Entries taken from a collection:
· · · ·

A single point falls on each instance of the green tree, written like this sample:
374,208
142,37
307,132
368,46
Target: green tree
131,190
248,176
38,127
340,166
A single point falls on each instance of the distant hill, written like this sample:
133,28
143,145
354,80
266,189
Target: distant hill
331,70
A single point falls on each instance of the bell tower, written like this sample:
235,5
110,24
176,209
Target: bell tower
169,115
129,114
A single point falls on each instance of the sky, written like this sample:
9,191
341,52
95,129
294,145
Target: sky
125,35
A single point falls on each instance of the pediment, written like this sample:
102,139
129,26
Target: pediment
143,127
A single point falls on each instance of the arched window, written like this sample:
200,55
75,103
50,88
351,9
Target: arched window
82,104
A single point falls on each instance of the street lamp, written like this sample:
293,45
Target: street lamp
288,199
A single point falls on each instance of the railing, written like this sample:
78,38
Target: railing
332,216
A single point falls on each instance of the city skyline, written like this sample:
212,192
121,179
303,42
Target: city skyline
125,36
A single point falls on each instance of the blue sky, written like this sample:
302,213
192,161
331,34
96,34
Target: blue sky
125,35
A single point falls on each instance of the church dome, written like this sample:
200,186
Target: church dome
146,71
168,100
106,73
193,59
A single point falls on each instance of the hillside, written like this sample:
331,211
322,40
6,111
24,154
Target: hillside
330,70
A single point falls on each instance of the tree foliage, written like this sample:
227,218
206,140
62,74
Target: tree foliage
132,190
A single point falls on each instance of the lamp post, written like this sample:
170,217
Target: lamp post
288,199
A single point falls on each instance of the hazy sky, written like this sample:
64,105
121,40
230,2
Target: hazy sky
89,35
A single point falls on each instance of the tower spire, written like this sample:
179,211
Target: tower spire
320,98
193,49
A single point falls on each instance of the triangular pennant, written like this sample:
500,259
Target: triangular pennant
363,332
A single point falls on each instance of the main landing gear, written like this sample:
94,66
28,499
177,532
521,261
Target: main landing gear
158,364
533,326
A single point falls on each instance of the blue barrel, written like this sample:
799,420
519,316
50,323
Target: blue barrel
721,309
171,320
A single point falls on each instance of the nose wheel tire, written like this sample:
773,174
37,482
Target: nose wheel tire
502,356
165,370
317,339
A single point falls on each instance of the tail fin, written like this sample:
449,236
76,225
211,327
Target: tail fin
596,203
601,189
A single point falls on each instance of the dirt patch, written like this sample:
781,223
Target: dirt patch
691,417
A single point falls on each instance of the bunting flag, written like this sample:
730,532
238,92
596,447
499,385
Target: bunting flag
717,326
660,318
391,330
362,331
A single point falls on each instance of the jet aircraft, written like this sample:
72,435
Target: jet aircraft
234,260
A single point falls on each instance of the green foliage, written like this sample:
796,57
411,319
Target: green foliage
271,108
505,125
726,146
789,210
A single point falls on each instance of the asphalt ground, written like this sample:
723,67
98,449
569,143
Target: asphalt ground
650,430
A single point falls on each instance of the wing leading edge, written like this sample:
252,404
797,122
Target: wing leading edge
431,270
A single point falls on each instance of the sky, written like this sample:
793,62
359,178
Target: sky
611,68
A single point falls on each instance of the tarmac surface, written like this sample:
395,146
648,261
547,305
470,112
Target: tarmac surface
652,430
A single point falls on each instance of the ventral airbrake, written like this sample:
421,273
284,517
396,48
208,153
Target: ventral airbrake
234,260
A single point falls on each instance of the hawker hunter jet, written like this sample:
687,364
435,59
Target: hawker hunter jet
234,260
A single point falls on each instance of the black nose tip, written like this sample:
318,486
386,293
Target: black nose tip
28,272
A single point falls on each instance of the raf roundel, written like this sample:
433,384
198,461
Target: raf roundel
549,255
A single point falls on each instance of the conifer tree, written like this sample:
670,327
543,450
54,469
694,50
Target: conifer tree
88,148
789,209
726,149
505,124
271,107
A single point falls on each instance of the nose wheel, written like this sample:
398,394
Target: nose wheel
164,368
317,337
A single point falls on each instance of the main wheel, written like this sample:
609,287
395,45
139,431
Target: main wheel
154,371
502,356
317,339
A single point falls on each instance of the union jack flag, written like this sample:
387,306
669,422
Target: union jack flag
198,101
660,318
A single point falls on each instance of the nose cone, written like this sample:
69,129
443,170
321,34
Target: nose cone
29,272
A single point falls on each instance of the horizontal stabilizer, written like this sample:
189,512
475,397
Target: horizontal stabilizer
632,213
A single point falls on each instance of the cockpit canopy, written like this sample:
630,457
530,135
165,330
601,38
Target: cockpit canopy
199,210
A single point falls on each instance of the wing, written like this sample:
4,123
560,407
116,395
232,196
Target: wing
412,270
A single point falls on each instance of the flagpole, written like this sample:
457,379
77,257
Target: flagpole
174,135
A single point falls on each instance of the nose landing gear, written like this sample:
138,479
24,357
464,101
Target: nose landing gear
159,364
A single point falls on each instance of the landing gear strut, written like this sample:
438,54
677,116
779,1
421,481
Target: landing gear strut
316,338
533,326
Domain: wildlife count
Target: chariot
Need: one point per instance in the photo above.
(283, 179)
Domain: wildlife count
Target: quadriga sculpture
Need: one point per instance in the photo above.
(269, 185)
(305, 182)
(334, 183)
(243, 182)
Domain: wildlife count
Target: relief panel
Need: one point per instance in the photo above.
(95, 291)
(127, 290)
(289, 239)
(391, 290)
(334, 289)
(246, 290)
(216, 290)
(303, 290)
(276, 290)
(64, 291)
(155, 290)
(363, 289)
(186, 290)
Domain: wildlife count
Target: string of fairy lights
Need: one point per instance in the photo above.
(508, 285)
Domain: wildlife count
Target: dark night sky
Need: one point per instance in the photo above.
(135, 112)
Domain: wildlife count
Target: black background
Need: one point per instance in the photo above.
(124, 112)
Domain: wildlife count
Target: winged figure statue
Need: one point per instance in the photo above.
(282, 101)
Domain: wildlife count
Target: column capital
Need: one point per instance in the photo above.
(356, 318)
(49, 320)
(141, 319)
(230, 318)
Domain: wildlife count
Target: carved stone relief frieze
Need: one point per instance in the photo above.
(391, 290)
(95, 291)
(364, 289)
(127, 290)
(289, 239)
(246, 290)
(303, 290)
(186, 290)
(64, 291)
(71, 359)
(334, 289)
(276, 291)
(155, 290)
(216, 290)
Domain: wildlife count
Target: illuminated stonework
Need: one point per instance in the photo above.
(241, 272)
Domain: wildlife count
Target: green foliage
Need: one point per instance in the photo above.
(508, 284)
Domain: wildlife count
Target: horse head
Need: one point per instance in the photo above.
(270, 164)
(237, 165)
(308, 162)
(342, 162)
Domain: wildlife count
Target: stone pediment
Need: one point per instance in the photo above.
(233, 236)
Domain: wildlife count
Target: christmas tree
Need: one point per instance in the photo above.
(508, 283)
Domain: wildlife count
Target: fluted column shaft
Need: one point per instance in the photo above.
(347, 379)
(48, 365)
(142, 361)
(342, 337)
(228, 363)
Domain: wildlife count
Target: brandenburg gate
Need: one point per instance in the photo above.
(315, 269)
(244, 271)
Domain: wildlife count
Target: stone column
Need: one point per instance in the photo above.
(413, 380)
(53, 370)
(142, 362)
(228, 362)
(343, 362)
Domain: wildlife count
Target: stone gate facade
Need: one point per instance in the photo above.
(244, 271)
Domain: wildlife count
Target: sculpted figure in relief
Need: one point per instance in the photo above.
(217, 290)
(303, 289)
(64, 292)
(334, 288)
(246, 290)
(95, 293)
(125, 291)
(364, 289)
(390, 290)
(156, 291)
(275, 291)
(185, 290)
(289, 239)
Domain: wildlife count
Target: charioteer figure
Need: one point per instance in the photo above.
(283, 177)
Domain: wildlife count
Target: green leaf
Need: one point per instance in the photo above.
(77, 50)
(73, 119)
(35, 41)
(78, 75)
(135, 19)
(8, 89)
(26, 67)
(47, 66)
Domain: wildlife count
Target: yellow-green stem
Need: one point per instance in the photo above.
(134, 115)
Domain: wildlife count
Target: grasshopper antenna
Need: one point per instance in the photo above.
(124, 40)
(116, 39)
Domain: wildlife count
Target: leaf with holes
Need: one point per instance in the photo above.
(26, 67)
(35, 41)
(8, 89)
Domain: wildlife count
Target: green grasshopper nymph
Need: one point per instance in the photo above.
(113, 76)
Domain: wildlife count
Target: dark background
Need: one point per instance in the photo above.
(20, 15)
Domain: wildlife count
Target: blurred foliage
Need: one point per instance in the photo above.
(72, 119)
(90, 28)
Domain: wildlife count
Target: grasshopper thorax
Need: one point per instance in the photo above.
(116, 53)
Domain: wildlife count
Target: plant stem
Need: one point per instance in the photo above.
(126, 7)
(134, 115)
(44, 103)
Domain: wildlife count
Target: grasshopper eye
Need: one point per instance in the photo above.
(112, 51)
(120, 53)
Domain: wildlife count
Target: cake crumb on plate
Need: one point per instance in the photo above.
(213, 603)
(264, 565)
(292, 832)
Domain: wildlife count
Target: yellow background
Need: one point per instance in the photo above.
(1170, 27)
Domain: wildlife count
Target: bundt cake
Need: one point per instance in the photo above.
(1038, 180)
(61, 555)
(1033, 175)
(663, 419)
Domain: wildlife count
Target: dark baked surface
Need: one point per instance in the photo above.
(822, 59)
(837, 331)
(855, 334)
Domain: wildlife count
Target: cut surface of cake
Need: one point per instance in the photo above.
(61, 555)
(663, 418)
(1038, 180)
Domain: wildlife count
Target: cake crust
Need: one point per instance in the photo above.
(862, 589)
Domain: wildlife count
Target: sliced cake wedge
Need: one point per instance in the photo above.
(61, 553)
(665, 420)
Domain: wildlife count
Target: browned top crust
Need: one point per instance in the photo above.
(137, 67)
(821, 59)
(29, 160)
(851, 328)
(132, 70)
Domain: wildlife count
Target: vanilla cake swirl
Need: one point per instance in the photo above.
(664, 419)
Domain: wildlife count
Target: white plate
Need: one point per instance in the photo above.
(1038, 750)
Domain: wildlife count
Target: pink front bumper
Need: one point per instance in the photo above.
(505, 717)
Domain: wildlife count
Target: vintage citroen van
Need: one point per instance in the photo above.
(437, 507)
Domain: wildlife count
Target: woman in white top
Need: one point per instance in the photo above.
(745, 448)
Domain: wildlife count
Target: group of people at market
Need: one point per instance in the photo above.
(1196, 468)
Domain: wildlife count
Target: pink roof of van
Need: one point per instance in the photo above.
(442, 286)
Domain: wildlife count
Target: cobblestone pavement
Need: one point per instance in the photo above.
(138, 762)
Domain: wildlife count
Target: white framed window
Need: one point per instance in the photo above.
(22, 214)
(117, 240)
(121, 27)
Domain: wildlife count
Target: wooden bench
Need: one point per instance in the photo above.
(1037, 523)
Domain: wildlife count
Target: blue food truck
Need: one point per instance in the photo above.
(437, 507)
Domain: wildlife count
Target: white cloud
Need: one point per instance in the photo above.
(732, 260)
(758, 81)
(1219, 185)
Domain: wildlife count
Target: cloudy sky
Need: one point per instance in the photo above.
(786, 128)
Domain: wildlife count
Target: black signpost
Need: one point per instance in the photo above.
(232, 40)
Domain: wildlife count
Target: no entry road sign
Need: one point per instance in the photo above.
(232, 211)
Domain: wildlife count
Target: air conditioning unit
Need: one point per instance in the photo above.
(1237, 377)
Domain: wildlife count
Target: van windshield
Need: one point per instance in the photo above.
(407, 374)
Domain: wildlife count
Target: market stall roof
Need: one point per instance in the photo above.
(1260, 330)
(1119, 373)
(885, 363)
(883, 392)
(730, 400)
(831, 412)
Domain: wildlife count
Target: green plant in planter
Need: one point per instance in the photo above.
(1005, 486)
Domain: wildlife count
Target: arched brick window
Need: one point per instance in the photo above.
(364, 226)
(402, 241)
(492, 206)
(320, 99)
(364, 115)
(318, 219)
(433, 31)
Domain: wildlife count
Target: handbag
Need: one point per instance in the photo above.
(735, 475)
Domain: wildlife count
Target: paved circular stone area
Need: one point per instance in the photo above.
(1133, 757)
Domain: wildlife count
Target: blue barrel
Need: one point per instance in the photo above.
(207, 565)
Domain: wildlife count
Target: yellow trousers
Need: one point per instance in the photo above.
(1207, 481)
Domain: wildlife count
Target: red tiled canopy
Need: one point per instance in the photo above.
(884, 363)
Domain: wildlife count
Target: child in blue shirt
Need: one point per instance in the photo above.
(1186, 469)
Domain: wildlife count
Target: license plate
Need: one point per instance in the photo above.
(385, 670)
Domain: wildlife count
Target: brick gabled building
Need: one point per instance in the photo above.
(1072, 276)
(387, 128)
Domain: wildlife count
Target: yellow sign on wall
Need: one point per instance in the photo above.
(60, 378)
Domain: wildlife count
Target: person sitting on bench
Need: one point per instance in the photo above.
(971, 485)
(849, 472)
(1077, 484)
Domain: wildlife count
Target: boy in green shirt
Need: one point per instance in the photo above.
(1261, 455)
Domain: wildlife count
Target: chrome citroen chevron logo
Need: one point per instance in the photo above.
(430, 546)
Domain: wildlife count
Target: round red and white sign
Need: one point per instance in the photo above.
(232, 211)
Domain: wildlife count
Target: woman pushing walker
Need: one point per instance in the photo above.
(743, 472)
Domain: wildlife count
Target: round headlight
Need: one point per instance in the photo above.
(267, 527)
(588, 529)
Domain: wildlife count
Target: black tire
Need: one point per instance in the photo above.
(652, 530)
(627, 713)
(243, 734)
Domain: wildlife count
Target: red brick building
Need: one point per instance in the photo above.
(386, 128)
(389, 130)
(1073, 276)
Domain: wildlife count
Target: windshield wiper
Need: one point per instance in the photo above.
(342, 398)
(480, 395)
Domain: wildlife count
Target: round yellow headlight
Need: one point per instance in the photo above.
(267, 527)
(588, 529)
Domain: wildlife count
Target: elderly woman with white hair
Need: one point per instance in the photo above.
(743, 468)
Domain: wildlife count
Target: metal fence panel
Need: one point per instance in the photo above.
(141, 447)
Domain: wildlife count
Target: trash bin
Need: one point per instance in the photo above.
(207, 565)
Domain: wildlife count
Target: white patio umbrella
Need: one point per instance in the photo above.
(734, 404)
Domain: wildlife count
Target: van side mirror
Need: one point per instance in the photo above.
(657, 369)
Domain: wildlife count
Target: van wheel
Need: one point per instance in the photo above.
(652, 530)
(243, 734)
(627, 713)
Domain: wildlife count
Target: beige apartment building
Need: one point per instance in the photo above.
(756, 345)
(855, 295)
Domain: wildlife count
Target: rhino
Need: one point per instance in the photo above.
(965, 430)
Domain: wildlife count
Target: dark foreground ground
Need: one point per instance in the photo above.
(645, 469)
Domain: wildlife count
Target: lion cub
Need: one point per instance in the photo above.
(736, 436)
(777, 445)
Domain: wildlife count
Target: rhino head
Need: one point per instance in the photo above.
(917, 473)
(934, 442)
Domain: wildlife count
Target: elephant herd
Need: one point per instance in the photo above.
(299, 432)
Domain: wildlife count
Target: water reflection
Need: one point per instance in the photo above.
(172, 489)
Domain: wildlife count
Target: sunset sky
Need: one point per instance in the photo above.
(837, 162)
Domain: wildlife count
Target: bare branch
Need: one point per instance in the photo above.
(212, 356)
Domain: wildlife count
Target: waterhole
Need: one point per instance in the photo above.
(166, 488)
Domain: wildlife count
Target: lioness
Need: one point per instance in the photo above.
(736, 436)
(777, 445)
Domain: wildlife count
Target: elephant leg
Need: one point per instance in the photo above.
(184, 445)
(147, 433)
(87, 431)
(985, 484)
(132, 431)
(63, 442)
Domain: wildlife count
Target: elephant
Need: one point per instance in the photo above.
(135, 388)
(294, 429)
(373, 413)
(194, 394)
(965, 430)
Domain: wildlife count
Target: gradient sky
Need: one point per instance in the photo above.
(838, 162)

· · · ·

# TASK GOAL:
Say how many lines of these records hold the string "citroen", giving the number and no other words.

# ANSWER TO THE PROBLEM:
2